[Koleksiyon kayıtları]
---

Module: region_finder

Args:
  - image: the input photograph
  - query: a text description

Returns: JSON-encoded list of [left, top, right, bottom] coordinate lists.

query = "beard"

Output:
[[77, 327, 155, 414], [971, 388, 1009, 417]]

---

▸ **Beklenen**:
Tüm kayıtlardaki satırları, "coordinate lists" ifadesi yerine "coordinate arrays" koyarak yeniden yazın. Geri kalan her şey olduğu gibi kalsın.

▸ **Sonuç**:
Module: region_finder

Args:
  - image: the input photograph
  - query: a text description

Returns: JSON-encoded list of [left, top, right, bottom] coordinate arrays.

query = "beard"

Output:
[[77, 327, 155, 414], [971, 388, 1009, 417]]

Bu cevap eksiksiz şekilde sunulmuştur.